▸ **Passage provided**
....................

Waking Ned?

Psychopaths in Government
Number 10, OGL 3, via Wikimedia Commons

The commentariat believe that the political tectonic plates are moving. Certainly, Sir Keir Starmer seems beleaguered, unhappy and so far away from control that historians will marvel that the largest parliamentary majority in Labour history has unravelled so far and so fast. Rayner and Mandelson in successive weeks have consigned Phase 2 to Davy Jones’ locker. The economy is heading south alarmingly. Friends say that Sir Keir never understood politics; that is clear. However, to general surprise he seems not to understand Human Rights Laws even though he wrote a book on the subject. His struggles with the dinghies look to overwhelm him in the way that the real waves spare the dinghies themselves.

It was said that Andy Burnham, the self styled King of the North, was after the Crown but difficulties of getting back in at a by election in the present ferment cannot be underestimated nor can a campaign against him based on the saga of Stafford General Hospital, partly on his watch as Health Secretary be discounted. It was said that the deputy leadership campaign of Lucy Powell was a shadow for him but now a fresh face has appeared.

....................

▸ **Work to be completed**
Reproduce the part of the piece on Keir Starmer that begins at the words "It was said that Andy" and stops after "face has appeared.". The listing has no connection to the piece on Keir Starmer.

....................

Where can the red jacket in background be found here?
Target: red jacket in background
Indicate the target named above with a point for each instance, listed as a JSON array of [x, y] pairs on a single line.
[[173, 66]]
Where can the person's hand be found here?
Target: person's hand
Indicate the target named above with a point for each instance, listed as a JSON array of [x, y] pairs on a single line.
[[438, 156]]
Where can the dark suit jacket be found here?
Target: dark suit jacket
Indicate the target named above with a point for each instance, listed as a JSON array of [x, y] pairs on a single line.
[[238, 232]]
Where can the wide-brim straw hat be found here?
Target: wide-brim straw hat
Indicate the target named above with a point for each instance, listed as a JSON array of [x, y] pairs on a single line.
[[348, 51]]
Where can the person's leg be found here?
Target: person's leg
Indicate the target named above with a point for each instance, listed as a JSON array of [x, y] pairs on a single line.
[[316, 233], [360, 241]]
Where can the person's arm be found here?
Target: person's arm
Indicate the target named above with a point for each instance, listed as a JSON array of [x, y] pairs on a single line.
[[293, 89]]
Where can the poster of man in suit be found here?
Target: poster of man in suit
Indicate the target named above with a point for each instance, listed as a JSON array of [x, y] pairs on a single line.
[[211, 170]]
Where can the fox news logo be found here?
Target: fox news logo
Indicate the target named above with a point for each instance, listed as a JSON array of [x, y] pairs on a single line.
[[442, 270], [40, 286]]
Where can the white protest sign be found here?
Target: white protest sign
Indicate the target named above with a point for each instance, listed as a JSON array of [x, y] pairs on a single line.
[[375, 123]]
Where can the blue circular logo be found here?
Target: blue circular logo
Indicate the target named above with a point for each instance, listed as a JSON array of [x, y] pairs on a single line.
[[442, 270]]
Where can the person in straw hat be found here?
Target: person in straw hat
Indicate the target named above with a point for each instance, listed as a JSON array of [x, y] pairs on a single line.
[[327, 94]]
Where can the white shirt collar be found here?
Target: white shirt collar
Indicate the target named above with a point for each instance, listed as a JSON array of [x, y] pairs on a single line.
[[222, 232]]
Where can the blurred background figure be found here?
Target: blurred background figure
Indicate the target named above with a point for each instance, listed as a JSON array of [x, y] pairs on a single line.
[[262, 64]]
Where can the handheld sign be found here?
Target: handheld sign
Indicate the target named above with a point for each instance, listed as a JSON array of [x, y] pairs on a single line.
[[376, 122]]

....................

▸ **Response**
It was said that Andy Burnham, the self styled King of the North, was after the Crown but difficulties of getting back in at a by election in the present ferment cannot be underestimated nor can a campaign against him based on the saga of Stafford General Hospital, partly on his watch as Health Secretary be discounted. It was said that the deputy leadership campaign of Lucy Powell was a shadow for him but now a fresh face has appeared.